# Problems and tasks:
**a)** Answer these questions using the tamoxifen article:
(i) In what year did the FDA approve tamoxifen as a chemoprevention drug for breast cancer?
(ii) By what percentage did tamoxifen reduce breast cancer incidence in the Breast Cancer Prevention Trial?
(iii) What percentage of U.S. black women ages 35 to 79 would likely derive a net benefit from tamoxifen?
**b)** Reproduce the passage of the tamoxifen article starting at "A new analysis" and ending at "net benefit from the drug.".

A new analysis of U.S. cancer data by the National Cancer Institute (NCI) indicates that more than 2 million American women could benefit from taking the drug tamoxifen to prevent breast cancer.
As with all medicines, tamoxifen has side effects that may affect some women and not others. With tamoxifen, the effects are rare, but serious. The study, published in the April 2, 2003, issue of the Journal of the National Cancer Institute, weighed these risks, which are especially high for older women, against the benefits of tamoxifen to determine how many women in the United States are likely to have a net benefit from the drug.
Tamoxifen was approved as a chemoprevention drug for breast cancer by the FDA in 1998, after the NCI released the results of the Breast Cancer Prevention Trial (BCPT), a six-year study of the drug. In BCPT, tamoxifen was found to reduce the incidence of breast cancer by 49 percent. Based on that study, the FDA approved the drug for women at high risk of developing invasive breast cancer.
Using data on cancer risk factors from the 2000 National Health Interview Survey, Andrew N. Freedman, Ph.D., and colleagues at the NCI calculated the number of U.S. women eligible to take tamoxifen based on FDA-approved indications. They also projected the number of white and black women who would most likely have a net positive benefit from taking the drug based on a benefit-risk analysis. Because accurate data on the frequency of adverse tamoxifen effects in Hispanic women were not available, estimates of how many Hispanic women would likely benefit from the drug could not be calculated, Freedman says.
The researchers estimated that 15.5 percent of women 35 to 79 years old in this country, or about 10 million, would be eligible to take tamoxifen based on breast cancer risk alone.
The decision to take tamoxifen will depend on a woman's age, breast cancer risk factors, family history, how she weighs the benefits and risks, and her specific medical situation, lifestyle, personal values, and preferences, says Worta McCaskill-Stevens, M.D., one of the co-investigators on the NCI study.
"Women with increased risk of breast cancer must carefully consider the benefits and risks in consultation with their physicians," says Freedman.
When analyzed by race, 18.7 percent of white women ages 35 to 79 in the United States, or 9.4 million, would be eligible for tamoxifen, but only 4.9 percent, or 2.4 million, are likely to benefit from the drug. About 6 percent of U.S. black women in the same age range, or 430,000, would have a high enough risk to take the drug, but only 0.6 percent, or 43,000, would likely derive a net benefit from it. The rates are lower for black women than white women, Freedman says, because the overall risk for breast cancer in black women is lower and because the rates of stroke, deep vein thrombosis, and pulmonary embolism are higher among black women than among white women.
The researchers found that younger women are less likely than older women to experience the drug's adverse affects. This means that if a 40-year-old woman and a 60-year-old woman had the same breast cancer risk, the younger woman would likely derive a better overall benefit from the drug.

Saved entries
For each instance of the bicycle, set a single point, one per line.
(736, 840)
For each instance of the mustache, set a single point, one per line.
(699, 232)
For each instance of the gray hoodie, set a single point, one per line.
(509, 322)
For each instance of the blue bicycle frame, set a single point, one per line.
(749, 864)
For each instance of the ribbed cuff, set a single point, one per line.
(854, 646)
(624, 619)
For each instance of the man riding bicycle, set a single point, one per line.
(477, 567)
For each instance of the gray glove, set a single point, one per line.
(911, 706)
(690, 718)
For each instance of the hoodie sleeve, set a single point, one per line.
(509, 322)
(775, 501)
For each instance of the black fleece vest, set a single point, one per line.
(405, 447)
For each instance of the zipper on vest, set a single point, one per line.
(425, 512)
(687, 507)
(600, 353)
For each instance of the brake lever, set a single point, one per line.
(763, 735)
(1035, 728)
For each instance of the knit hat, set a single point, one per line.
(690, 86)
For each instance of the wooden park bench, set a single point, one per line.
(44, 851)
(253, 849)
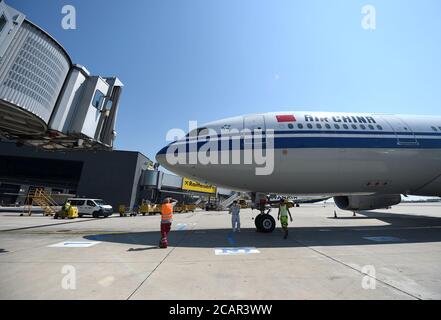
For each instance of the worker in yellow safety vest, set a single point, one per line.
(283, 216)
(166, 220)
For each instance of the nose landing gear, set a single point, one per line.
(264, 221)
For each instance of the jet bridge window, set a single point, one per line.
(3, 22)
(98, 99)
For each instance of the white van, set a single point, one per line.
(94, 207)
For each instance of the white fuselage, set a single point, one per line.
(317, 153)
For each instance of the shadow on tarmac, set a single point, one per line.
(400, 229)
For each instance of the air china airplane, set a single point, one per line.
(365, 161)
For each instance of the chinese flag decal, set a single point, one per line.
(286, 118)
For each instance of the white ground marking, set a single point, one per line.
(74, 244)
(384, 239)
(234, 251)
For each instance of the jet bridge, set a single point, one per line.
(46, 100)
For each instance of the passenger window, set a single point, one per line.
(91, 203)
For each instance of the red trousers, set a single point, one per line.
(165, 229)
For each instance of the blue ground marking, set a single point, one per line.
(230, 239)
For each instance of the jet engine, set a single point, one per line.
(358, 203)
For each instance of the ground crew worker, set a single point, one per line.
(66, 207)
(235, 217)
(283, 216)
(166, 220)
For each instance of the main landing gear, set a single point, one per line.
(265, 223)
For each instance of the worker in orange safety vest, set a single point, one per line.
(166, 220)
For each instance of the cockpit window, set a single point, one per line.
(197, 132)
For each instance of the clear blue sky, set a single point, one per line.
(205, 60)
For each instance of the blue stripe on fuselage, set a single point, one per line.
(406, 141)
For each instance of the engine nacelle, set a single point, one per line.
(357, 203)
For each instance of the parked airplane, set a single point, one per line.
(365, 161)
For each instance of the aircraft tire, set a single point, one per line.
(258, 222)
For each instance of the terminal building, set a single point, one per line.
(45, 99)
(119, 177)
(57, 125)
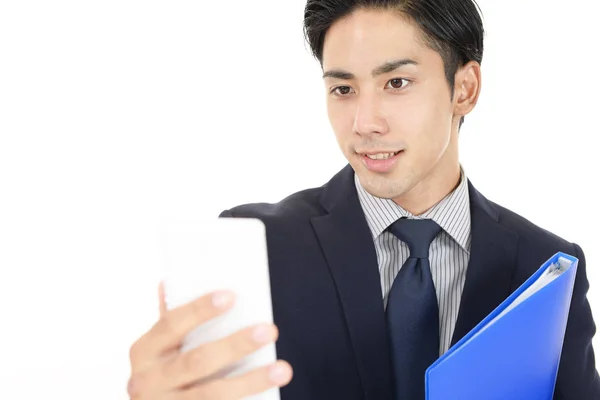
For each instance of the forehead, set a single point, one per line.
(369, 37)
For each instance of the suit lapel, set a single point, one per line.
(491, 265)
(350, 253)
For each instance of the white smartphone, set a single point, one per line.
(222, 253)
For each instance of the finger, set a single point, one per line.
(162, 306)
(168, 333)
(208, 359)
(251, 383)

# Expected results:
**a)**
(i) 1998
(ii) 49 percent
(iii) 0.6 percent, or 43,000 women

**b)**
A new analysis of U.S. cancer data by the National Cancer Institute (NCI) indicates that more than 2 million American women could benefit from taking the drug tamoxifen to prevent breast cancer.
As with all medicines, tamoxifen has side effects that may affect some women and not others. With tamoxifen, the effects are rare, but serious. The study, published in the April 2, 2003, issue of the Journal of the National Cancer Institute, weighed these risks, which are especially high for older women, against the benefits of tamoxifen to determine how many women in the United States are likely to have a net benefit from the drug.